## Excerpt to read:
____________

Vivek Goyal <vgoyal@redhat.com> writes:

> o Implement a new tunable group_idle, which allows idling on the group
>   instead of a cfq queue. Hence one can set slice_idle = 0 and not idle
>   on the individual queues but idle on the group. This way on fast storage
>   we can get fairness between groups at the same time overall throughput
>   improves.
>
> Signed-off-by: Vivek Goyal <vgoyal@redhat.com>
> ---
>  block/cfq-iosched.c |   60 +++++++++++++++++++++++++++++++++++++++++++++------
>  1 files changed, 53 insertions(+), 7 deletions(-)
>
> diff --git a/block/cfq-iosched.c b/block/cfq-iosched.c
> index f44064c..b23d7f4 100644
> --- a/block/cfq-iosched.c
> +++ b/block/cfq-iosched.c
> @@ -30,6 +30,7 @@ static const int cfq_slice_sync = HZ / 10;
>  static int cfq_slice_async = HZ / 25;
>  static const int cfq_slice_async_rq = 2;
>  static int cfq_slice_idle = HZ / 125;
> +static int cfq_group_idle = HZ / 125;
>  static const int cfq_target_latency = HZ * 3/10; /* 300 ms */
>  static const int cfq_hist_divisor = 4;
>  
> @@ -198,6 +199,8 @@ struct cfq_group {
>  	struct hlist_node cfqd_node;
>  	atomic_t ref;
>  #endif
> +	/* number of requests that are on the dispatch list or inside driver */
> +	int dispatched;
>  };
>  
>  /*
> @@ -271,6 +274,7 @@ struct cfq_data {
>  	unsigned int cfq_slice[2];
>  	unsigned int cfq_slice_async_rq;
>  	unsigned int cfq_slice_idle;
> +	unsigned int cfq_group_idle;
>  	unsigned int cfq_latency;
>  	unsigned int cfq_group_isolation;
>  
> @@ -1856,6 +1860,9 @@ static bool cfq_should_idle(struct cfq_data *cfqd, struct cfq_queue *cfqq)

____________

## Data supplied:
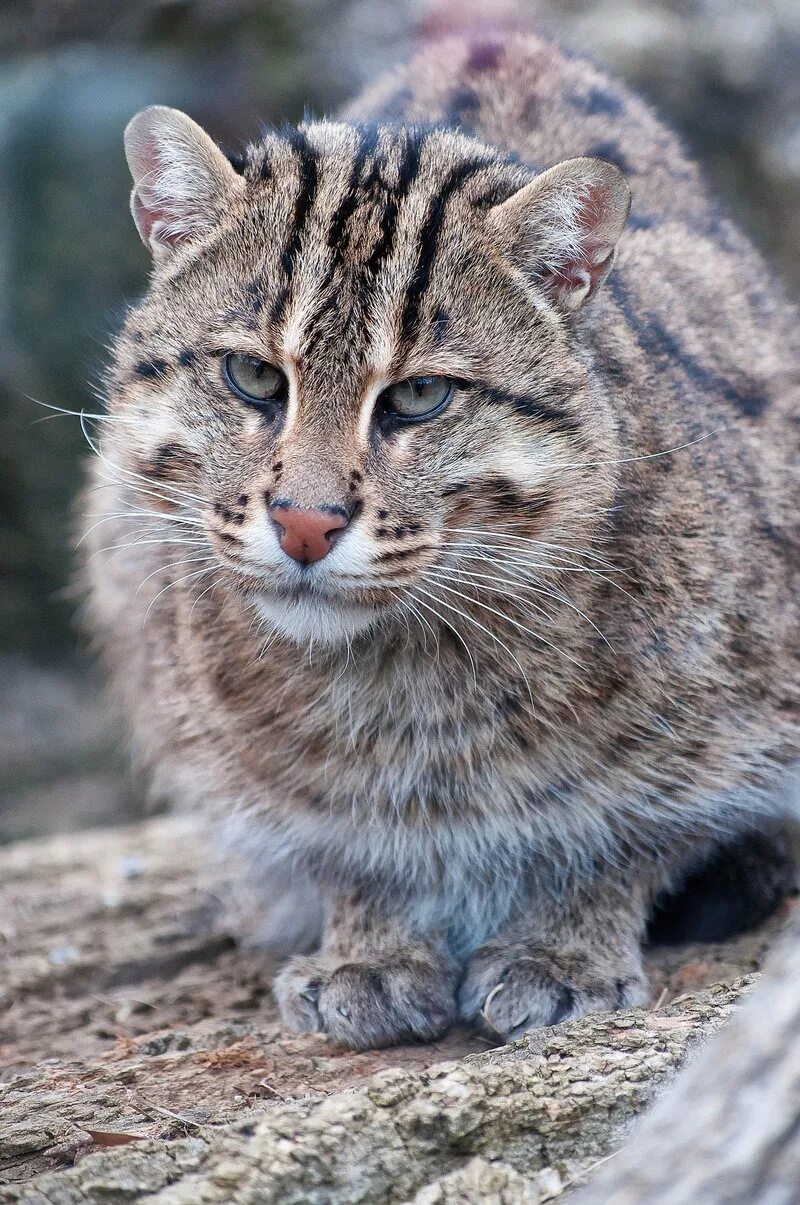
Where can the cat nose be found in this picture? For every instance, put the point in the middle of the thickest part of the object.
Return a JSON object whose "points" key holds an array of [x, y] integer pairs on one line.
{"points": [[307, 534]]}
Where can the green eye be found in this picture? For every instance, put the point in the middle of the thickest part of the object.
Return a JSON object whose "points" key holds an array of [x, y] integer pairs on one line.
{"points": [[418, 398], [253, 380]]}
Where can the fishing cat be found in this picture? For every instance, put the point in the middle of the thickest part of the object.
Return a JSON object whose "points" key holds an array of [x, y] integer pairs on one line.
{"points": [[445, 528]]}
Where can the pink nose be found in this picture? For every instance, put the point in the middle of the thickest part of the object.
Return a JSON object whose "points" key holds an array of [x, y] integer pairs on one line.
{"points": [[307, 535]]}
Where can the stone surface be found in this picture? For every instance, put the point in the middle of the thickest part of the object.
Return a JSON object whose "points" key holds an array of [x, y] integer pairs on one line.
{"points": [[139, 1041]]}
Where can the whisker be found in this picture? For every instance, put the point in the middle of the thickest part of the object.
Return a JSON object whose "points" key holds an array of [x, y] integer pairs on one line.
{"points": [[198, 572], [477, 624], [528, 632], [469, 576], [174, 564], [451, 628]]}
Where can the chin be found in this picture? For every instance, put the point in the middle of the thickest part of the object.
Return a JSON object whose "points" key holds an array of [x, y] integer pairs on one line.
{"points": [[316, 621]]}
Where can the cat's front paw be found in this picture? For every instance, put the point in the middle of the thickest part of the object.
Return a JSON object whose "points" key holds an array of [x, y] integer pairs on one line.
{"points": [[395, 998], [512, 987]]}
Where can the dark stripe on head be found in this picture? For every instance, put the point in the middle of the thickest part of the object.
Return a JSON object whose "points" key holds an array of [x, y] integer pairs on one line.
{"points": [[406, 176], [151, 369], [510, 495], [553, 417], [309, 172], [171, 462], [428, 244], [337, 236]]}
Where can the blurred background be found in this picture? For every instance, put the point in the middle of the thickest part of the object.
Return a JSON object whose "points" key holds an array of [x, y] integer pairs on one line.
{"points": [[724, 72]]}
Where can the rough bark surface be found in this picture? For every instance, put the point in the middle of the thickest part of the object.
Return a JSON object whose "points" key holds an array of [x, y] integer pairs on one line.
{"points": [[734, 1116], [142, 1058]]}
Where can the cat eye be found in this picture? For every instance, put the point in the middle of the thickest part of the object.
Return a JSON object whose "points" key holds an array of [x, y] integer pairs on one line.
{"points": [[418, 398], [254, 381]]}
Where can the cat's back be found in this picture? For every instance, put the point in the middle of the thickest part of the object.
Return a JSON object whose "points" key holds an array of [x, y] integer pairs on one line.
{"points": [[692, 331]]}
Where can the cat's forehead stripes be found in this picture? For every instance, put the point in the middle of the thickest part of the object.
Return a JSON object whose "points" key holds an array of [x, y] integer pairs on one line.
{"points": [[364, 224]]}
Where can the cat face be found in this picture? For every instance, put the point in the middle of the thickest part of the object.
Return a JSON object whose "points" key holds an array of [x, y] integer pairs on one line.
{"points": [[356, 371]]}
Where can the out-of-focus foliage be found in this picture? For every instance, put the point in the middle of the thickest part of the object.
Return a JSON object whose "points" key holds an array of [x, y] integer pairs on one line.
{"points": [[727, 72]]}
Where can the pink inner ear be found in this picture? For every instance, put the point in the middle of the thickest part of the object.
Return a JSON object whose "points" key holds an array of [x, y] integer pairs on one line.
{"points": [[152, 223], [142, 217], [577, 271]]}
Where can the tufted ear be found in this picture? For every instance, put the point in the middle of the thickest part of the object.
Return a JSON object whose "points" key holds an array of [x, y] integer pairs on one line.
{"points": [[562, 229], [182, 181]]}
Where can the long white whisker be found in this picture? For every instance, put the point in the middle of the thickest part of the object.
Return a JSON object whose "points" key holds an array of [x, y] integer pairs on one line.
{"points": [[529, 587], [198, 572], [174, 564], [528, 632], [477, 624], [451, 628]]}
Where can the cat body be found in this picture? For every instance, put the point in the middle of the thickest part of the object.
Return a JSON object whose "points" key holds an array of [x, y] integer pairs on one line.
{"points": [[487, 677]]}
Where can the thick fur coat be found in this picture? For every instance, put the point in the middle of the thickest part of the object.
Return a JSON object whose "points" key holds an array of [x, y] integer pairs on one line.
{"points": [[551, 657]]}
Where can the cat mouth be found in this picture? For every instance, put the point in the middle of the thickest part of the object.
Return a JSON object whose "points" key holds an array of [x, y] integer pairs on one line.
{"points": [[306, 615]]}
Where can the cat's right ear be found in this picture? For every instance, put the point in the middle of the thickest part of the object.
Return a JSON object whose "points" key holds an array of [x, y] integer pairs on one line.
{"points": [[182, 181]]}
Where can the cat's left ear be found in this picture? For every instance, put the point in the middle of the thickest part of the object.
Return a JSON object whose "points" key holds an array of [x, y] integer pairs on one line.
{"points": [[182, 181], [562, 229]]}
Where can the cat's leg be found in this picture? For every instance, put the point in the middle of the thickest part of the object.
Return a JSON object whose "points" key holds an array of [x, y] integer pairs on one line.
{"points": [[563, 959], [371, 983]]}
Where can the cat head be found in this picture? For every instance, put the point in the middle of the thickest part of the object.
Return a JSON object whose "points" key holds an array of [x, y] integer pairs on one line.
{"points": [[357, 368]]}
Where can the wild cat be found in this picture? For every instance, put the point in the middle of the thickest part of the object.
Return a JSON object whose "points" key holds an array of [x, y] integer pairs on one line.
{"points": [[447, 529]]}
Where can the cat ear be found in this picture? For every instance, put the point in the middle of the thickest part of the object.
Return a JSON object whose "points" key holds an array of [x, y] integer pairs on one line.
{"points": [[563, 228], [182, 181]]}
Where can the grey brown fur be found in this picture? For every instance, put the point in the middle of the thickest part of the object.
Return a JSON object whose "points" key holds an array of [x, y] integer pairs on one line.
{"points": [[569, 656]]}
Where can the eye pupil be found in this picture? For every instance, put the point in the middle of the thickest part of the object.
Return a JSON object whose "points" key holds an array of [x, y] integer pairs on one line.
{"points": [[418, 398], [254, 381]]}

____________

## Directives:
(1) In the CFQ group_idle patch, what default value is given to cfq_group_idle?
(2) Continue the CFQ group_idle patch from its final line onward.

## Responses in order:
(1) HZ / 125

(2)
>  	BUG_ON(!service_tree);
>  	BUG_ON(!service_tree->count);
>  
> +	if (!cfqd->cfq_slice_idle)
> +		return false;
> +
>  	/* We never do for idle class queues. */
>  	if (prio == IDLE_WORKLOAD)
>  		return false;
> @@ -1880,7 +1887,7 @@ static void cfq_arm_slice_timer(struct cfq_data *cfqd)
>  {
>  	struct cfq_queue *cfqq = cfqd->active_queue;
>  	struct cfq_io_context *cic;
> -	unsigned long sl;
> +	unsigned long sl, group_idle = 0;
>  
>  	/*
>  	 * SSD device without seek penalty, disable idling. But only do so
> @@ -1896,8 +1903,13 @@ static void cfq_arm_slice_timer(struct cfq_data *cfqd)
>  	/*
>  	 * idle is disabled, either manually or by past process history
>  	 */
> -	if (!cfqd->cfq_slice_idle || !cfq_should_idle(cfqd, cfqq))
> -		return;
> +	if (!cfqd->cfq_slice_idle || !cfq_should_idle(cfqd, cfqq)) {

The check for cfqd->cfq_slice_idle is now redundant (as it's done in
cfq_should_idle).

> @@ -2215,7 +2236,7 @@ static struct cfq_queue *cfq_select_queue(struct cfq_data *cfqd)
>  			cfqq = NULL;
>  			goto keep_queue;
>  		} else
> -			goto expire;
> +			goto check_group_idle;
>  	}
>  
>  	/*
> @@ -2249,6 +2270,17 @@ static struct cfq_queue *cfq_select_queue(struct cfq_data *cfqd)
>  		goto keep_queue;
>  	}
>  
> +	/*
> +	 * If group idle is enabled and there are requests dispatched from
> +	 * this group, wait for requests to complete.
> +	 */
> +check_group_idle:
> +	if (cfqd->cfq_group_idle && cfqq->cfqg->nr_cfqq == 1
> +	    && cfqq->cfqg->dispatched) {
> +		cfqq = NULL;
> +		goto keep_queue;
> +	}

I really wish we could roll all of this logic into cfq_should_idle.

> @@ -3420,7 +3453,10 @@ static void cfq_completed_request(struct request_queue *q, struct request *rq)
>  		 * the queue.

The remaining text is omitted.